#### Aufgabe
Schreiben Sie aus dem Text über Ursula Müllers Fotoarbeit den Abschnitt zwischen „Gibt es Zufälle?“ und „sie gegangen ist.“, beide Stellen eingeschlossen, wortgetreu ab.

#### Lesetext
+ + +

Gibt es Zufälle? Vielleicht nicht. Auf jeden Fall gibt es immer wieder Fotografinnen und Fotografen zu entdecken, die großes Potenzial haben, aber (noch) wenig bekannt sind. Ursula Müllers Webseite fand ich zufällig bei der Vorbereitung auf einen Vortrag, den ich am 19. April in Zürich hielt. Ihre Fotoarbeit „Was bleibt?“ berührt mich sehr. Endlich einmal keine „Position“, die vertreten wird, sondern eine gefühlvolle Auseinandersetzung mit dem Leben einer Frau über Achtzig, mit dem, was von ihr zu sehen bleibt, wenn sie gegangen ist.
Hertha Ochsner-Schriebl heißt die Protagonistin der fotografischen Erkundung. Sie kam nach Kriegsende aus Österreich in die Ostschweiz. In den vergangenen 45 Jahren lebte sie in Speicher AR, war die Inhaberin eines Haushalts- und Eisenwarengeschäftes, bis kurz vor ihrem Tod mit 81 Jahren. „Hertha Ochsner-Schriebl habe ich nicht gekannt“, sagt Ursula Müller. In Zürich hatte ich die Freude, die Fotografin zu treffen und die komplette Serie ansehen zu können. „Sie war die Mutter einer ehemaligen Nachbarin.“ Diese Nachbarin gab ihr den Auftrag, die Einrichtung der mütterlichen Wohnung zu fotografieren, als die Mutter ins Heim musste. Ursula Müller versprach, nichts anzurühren. Erst, nachdem Hertha Ochsner verstorben war, entstand die eigentliche Serie, bei der zum Fotografieren einzelne Gegenstände aus der Umgebung gelöst und auf vorhandenen Freiflächen arrangiert wurden. „So lernte ich Hertha Ochsner doch noch kennen“, sagt die Fotografin. „Durch ihr Haus nämlich, die Räume, die sie bewohnte, die Dinge, die sie benutzte, die Kleider, die sie trug. Und die Spuren, die sie hinterliess in ihrem Tun.“
Überzeugend ist die Bildästhetik, mit der sie ihre Empfindungen und Lebenserfahrung ins fotografische Bild einfließen lässt. Vor allem erstaunlich ist die Intimität, die aus den Arbeiten strahlt. Speziell, wenn man der zarten Ursula Müller zu einem herrlich langen Gespräch über Fotografie und das Leben gegenüber gesessen hat, weiß man, wie sehr diese Fotos mit ihr identisch sind. Reto Camenisch, der mit ihrer Ausstellung die MAZ Galerie in Luzern eröffnete, spricht „vom sorgfältigen Umgang und Blick einer Fotografin, die ihr eigenes Wesen unaufdringlich und zurückhalend in die Bilder einzubringen vermag.“
Sie möge nun nicht auf das Alter und das, was von einem Leben bleibt, festgelegt werden, wünscht man ihr. Aber ach, sagt sie dann, sie interessiere sich wirklich für Menschen jeden Alters und die Abdrücke, die ein Leben in der Realität hinterlässt. Und so stellt sich das schöne Gefühl ein, dass hier eine Frau, Mutter von zwei Kindern, zu sich und dem, was sie der Welt mitzuteilen und zu geben hat, fand. Nicht einfach so, natürlich, sondern nach einer Ausbildung, die sie 2003 begann. Seit 2005 arbeitet sie als freie Fotografin. Ursula Müller lebt in der Nähe von Zürich. Ihre Ausstellung in der MAZ Galerie, Murbacherstr. 3, 6003 Luzern, ist noch bis zum 5. Juli 2012 zu sehen.

+ + +

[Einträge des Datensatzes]

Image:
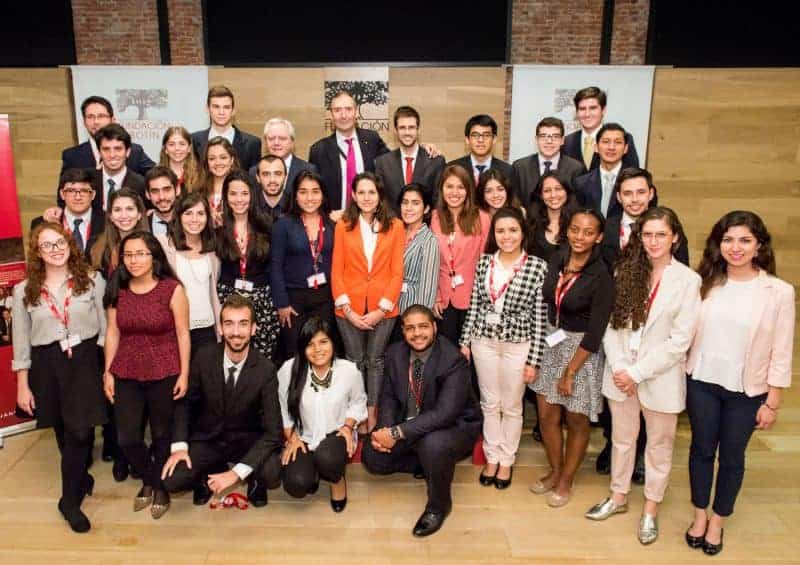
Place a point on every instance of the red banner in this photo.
(12, 270)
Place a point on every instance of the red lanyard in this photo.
(496, 295)
(561, 292)
(63, 318)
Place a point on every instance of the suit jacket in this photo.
(572, 147)
(247, 146)
(254, 415)
(324, 155)
(526, 174)
(768, 360)
(82, 157)
(660, 364)
(611, 250)
(448, 398)
(390, 167)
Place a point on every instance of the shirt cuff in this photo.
(242, 470)
(178, 446)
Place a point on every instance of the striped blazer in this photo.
(524, 315)
(420, 270)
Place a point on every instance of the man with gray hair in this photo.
(279, 140)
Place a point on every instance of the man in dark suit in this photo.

+ + +

#### Lösung
Gibt es Zufälle? Vielleicht nicht. Auf jeden Fall gibt es immer wieder Fotografinnen und Fotografen zu entdecken, die großes Potenzial haben, aber (noch) wenig bekannt sind. Ursula Müllers Webseite fand ich zufällig bei der Vorbereitung auf einen Vortrag, den ich am 19. April in Zürich hielt. Ihre Fotoarbeit „Was bleibt?“ berührt mich sehr. Endlich einmal keine „Position“, die vertreten wird, sondern eine gefühlvolle Auseinandersetzung mit dem Leben einer Frau über Achtzig, mit dem, was von ihr zu sehen bleibt, wenn sie gegangen ist.